◆ **Requirement**
Below is the data. Give it again, complete and exact.
--- Records provided ---
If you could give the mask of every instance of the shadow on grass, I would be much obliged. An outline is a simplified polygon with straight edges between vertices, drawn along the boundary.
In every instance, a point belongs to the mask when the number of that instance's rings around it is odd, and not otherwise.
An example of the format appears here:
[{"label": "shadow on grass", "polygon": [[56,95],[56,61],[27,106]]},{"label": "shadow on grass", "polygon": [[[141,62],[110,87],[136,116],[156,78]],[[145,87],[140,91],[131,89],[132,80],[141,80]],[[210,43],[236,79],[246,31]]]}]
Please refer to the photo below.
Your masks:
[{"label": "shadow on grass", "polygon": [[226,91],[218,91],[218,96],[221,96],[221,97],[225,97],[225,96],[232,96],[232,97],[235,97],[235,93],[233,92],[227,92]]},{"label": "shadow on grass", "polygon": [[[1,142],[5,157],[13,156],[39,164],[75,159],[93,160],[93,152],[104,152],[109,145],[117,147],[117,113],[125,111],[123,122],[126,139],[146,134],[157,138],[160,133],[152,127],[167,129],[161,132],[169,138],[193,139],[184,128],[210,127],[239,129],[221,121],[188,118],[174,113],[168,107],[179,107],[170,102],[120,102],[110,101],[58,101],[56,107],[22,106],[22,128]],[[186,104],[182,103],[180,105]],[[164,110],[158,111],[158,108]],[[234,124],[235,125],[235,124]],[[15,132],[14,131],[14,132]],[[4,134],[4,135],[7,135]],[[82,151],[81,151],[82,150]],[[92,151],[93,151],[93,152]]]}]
---
◆ **Solution**
If you could give the mask of every instance of the shadow on grass, I would be much obliged. An outline is a simplified polygon with straight edges between vertices, drawn along the boundary.
In every instance, a point belongs to the mask when the number of that instance's rings around it is odd, and not otherwise.
An example of the format appears here:
[{"label": "shadow on grass", "polygon": [[56,95],[56,61],[27,106]]},{"label": "shadow on grass", "polygon": [[[141,62],[110,87],[136,116],[156,78]],[[145,87],[140,91],[131,89],[132,80],[141,80]],[[210,43],[236,79],[246,31]]]}]
Please refer to the photo below.
Your masks:
[{"label": "shadow on grass", "polygon": [[226,91],[218,91],[218,96],[221,96],[221,97],[225,97],[225,96],[232,96],[232,97],[235,97],[235,93],[233,92],[227,92]]},{"label": "shadow on grass", "polygon": [[[1,142],[5,157],[13,156],[39,164],[75,159],[93,160],[93,152],[104,152],[109,145],[117,147],[117,113],[125,111],[123,122],[126,139],[146,134],[157,138],[160,133],[152,127],[167,129],[161,132],[169,138],[193,139],[184,128],[210,127],[239,129],[221,121],[188,118],[174,113],[168,107],[179,107],[170,102],[120,102],[110,101],[58,101],[56,107],[22,106],[22,128]],[[186,104],[182,103],[180,105]],[[164,110],[158,111],[158,108]],[[234,124],[235,125],[235,124]],[[15,132],[14,131],[14,132]],[[4,134],[4,135],[7,135]],[[82,151],[81,151],[82,150]],[[92,151],[93,151],[93,152]]]}]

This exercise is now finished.